Task item >>
Extend the article below about Mangalitsa pigs raised in Sonoma County, starting right after its final paragraph.

Text excerpt >>
European heritage pigs flourish in Sonoma County, but can we afford the luxury of real meat?
It’s a drizzly September morning, and I’m slogging through the lush junglelands of outer Forestville. Navigating riparian thicket, leafy overgrowth, and the periodic low-hanging tree branch, I also occasionally notice electric wire threaded near my ersatz hiking path. Just as I’m wondering to myself what parallel universe I’ve entered, Tim Winkler, my guide for the day, answers the question.
“It’s like walking through Vietnam, isn’t it?” he chuckles.
We are here to find pigs. In particular, Mangalitsa pigs—a wooly variety first brought from Hungary to the United States in 2007 and raised in Sonoma County, by Winkler alone, since 2009. Five minutes into our trek, the Mangalitsas are not at their feeder. Eight minutes in, they are not in a clearing. But after 10 minutes, I notice the faint glistening from a swampy bog of water through the bramble. There are muttered snout-noises—not oinks or squeals but something much lower—and then the stomping sounds of 18 hogs coming our way.
I crouch down as one would to a cat, and a particularly robust, sheeplike sow with a coat of wool waddles right up—smelling my hands, rooting its nose upon my clothes. “She’s real sweet, like a little Brillo pad,” Winkler says. “They’re very docile. They’re super pet-like.”
Bully Wooly
They’re also an old-world holdover, one that becomes more precious considering the furious pace of consolidation in the pork industry. As of 2008, just four companies—Smithfield, Tyson, Swift & Co., and Cargill—produced over 70 percent of the pork in the United States, along with all the environmental pollution, labor issues, inhumane housing, and questionable political influence that such consolidation brings.

Record extracts >>
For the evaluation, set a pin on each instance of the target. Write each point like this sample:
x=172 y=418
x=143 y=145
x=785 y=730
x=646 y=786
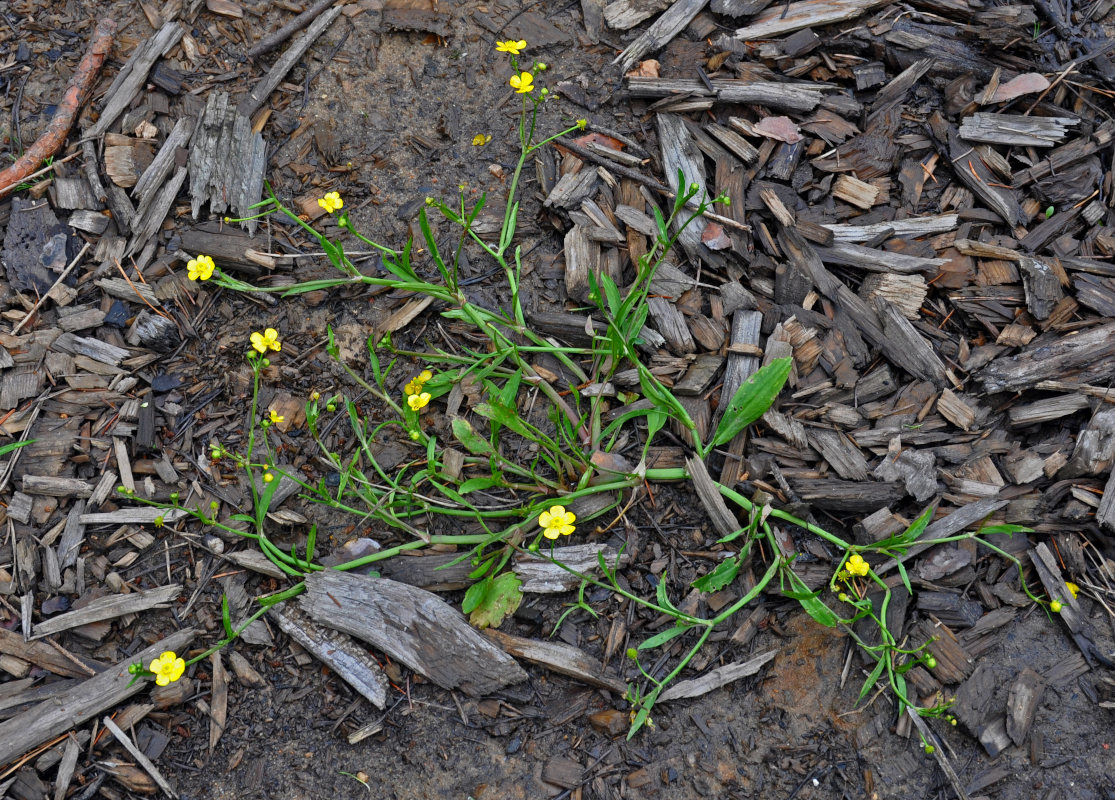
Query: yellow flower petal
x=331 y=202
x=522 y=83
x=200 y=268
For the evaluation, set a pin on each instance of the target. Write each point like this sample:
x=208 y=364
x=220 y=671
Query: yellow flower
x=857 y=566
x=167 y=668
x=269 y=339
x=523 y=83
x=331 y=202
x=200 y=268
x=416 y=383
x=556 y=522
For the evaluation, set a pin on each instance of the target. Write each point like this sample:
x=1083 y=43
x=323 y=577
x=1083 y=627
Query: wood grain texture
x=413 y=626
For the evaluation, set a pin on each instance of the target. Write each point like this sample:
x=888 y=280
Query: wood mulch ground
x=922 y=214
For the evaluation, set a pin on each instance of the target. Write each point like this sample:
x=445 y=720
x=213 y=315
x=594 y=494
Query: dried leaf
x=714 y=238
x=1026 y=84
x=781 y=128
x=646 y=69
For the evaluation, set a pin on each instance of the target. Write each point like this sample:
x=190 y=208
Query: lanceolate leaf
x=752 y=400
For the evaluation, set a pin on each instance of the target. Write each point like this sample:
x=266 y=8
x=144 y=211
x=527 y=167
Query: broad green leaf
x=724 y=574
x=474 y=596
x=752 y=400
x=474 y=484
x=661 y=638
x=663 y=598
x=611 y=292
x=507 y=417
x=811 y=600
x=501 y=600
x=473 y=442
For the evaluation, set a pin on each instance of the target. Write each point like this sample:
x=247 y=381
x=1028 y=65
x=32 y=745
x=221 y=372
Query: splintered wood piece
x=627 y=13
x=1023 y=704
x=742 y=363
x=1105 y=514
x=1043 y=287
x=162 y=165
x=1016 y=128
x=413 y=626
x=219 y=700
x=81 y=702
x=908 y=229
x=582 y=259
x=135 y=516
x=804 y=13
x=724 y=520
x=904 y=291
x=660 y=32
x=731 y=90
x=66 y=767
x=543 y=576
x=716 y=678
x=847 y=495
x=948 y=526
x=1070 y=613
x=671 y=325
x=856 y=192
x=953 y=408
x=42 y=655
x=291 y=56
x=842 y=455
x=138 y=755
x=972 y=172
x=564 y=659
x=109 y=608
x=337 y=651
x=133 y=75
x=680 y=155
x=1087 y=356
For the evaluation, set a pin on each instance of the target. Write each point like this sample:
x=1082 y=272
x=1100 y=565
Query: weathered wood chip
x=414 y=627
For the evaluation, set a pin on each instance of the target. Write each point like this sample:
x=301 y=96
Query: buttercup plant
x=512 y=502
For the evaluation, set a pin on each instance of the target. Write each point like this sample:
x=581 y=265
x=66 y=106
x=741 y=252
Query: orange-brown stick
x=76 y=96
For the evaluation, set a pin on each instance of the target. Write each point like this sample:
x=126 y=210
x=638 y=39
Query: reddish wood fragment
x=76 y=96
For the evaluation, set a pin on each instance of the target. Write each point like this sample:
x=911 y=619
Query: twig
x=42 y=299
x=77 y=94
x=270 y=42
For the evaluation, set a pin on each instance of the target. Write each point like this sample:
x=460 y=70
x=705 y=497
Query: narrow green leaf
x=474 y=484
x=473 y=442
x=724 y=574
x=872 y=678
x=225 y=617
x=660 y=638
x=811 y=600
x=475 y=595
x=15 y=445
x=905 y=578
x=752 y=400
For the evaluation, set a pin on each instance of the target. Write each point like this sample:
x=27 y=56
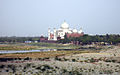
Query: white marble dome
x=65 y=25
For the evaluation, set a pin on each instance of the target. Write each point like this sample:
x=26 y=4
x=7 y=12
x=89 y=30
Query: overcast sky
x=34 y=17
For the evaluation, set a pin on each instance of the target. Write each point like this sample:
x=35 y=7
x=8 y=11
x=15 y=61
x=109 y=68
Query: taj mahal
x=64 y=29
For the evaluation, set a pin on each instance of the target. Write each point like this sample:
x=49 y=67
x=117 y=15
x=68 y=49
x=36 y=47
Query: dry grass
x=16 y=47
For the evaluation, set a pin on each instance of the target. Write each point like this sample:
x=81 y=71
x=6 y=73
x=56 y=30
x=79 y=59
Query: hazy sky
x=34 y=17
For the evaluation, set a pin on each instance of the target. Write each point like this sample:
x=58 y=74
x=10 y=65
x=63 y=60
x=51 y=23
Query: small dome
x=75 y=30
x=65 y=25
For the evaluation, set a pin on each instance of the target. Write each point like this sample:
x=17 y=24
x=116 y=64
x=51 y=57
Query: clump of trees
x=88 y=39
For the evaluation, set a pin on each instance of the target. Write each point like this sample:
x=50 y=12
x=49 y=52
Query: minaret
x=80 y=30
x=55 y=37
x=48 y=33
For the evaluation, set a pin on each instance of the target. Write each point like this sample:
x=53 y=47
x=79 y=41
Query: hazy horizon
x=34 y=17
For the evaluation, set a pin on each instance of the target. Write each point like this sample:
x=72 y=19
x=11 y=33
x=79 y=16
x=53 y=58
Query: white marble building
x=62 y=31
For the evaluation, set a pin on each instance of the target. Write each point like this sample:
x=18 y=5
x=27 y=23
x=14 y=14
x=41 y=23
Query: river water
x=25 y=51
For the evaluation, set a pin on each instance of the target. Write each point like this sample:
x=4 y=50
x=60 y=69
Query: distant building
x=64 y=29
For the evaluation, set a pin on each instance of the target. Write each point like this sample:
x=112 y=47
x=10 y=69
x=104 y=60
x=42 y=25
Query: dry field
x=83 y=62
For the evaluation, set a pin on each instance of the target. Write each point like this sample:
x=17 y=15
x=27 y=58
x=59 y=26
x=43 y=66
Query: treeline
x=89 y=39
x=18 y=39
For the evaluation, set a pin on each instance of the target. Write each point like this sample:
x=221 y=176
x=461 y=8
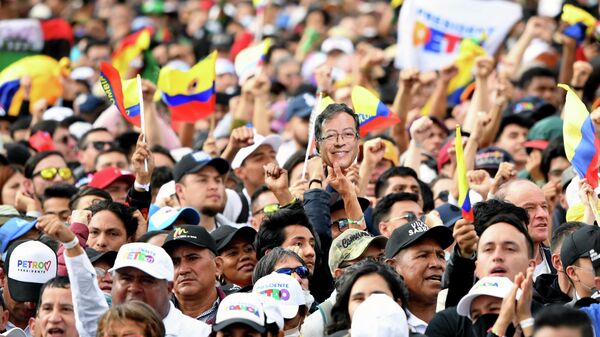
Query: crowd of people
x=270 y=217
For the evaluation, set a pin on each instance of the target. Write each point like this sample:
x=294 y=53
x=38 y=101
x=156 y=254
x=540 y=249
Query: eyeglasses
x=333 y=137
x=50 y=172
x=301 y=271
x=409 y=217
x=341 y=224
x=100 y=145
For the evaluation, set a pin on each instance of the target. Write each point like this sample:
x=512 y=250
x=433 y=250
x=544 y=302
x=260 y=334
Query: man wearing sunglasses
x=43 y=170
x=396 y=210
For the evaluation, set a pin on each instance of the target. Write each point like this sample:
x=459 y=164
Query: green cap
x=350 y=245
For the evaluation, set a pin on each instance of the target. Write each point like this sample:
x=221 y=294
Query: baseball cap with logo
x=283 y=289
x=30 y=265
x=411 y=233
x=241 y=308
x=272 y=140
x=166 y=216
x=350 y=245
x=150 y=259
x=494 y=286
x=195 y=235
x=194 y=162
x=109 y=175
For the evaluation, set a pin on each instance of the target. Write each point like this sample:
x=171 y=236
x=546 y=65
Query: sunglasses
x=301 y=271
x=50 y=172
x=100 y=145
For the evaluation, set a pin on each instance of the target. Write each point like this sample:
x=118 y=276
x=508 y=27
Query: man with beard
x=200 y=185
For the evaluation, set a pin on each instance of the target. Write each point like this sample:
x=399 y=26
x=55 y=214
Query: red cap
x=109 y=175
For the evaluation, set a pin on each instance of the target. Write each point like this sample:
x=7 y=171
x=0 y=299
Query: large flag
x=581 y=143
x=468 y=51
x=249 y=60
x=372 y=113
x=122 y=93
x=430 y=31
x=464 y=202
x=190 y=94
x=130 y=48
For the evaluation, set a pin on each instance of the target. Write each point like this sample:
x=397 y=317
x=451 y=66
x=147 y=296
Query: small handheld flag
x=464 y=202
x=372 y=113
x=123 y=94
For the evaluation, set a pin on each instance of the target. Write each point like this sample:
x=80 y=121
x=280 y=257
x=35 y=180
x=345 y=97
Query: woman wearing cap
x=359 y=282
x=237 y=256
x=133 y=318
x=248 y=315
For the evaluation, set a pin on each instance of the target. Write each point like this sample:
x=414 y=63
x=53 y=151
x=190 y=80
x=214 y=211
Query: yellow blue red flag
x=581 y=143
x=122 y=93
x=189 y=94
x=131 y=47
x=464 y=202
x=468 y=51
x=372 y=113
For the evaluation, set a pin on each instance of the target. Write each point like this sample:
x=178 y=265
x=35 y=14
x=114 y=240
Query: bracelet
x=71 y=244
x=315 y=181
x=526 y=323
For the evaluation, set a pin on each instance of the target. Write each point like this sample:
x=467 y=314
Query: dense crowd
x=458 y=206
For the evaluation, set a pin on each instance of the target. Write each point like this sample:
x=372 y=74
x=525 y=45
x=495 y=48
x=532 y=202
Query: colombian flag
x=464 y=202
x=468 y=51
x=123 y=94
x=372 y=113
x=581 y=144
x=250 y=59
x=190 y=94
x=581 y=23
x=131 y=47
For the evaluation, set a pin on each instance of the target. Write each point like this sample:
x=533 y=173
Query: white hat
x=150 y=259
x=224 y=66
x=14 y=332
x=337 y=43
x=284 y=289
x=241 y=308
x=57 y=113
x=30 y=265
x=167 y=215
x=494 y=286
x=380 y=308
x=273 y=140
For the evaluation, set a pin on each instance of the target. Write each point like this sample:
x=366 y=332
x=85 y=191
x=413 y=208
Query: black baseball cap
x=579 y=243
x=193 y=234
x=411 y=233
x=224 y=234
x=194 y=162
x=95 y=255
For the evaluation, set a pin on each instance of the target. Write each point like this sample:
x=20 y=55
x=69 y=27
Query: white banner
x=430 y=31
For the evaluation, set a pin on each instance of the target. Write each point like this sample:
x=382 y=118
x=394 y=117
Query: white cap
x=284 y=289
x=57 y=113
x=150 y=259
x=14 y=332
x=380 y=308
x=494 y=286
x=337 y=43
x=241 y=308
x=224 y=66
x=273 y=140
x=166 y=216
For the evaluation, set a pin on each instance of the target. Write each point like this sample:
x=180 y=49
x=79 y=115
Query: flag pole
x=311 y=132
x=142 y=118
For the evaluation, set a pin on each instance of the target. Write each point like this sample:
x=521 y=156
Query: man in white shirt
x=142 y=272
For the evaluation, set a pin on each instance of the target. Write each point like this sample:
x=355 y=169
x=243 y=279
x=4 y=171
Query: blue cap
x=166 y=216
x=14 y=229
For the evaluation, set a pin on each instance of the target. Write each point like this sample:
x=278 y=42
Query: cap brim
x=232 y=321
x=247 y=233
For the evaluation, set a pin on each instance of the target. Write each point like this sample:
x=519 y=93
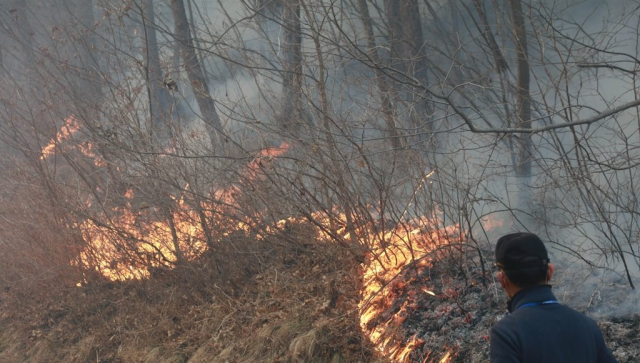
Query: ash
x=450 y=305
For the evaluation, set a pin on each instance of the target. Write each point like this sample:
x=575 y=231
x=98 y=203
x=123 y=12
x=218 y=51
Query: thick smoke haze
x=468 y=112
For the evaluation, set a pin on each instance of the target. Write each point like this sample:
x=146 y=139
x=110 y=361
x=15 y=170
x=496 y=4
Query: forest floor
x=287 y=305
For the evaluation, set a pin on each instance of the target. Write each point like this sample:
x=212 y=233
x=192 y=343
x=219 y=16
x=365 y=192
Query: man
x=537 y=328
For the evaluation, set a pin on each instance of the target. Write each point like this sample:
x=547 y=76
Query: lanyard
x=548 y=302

Reply >>
In raising Mangalitsas here in Sonoma County, the same way they were raised for centuries in Europe, Winkler—along with a few other rare-breed pig farmers—keeps a sustainable, simple tradition alive.
Winkler isn’t kidding about the pigs’ friendly disposition. In 19th century Hungary, Mangalitsas would behave almost like the family dog, often following the farm children to school. Theirs was a meat prized for its fatty taste and useful lard, exported to countries around Europe as any other breed.
This is actually what it costs to produce it in a healthy way. Johnny Wilson
But after the early 20th century, when a push was made for leaner pork grown quickly, and when lard began to fall out of fashion in favor of Crisco and other vegetable oils, the Mangalitsa population steadily dwindled. After the collapse of communism, a Hungarian animal geneticist named Peter Toth decided to roam the country in 1991 to save what remained of the breed. He found 198 animals.
In the U.S. that year, “Pork: The Other White Meat” was still the official slogan of the National Pork Board. There was virtually no market for fatty, meaty pig. Yet, enough people remembered the marbled, buttery-fat taste of real pork. Toth regenerated the breed, his business grew, and eventually Mangalitsas made their way to the U.S. courtesy of Heath Putnam, a Washington farmer who brought 25 of them stateside. Putnam sold his operation to Mosefund, a New Jersey farm, in 2012, but not before shipping a handful to Sonoma County.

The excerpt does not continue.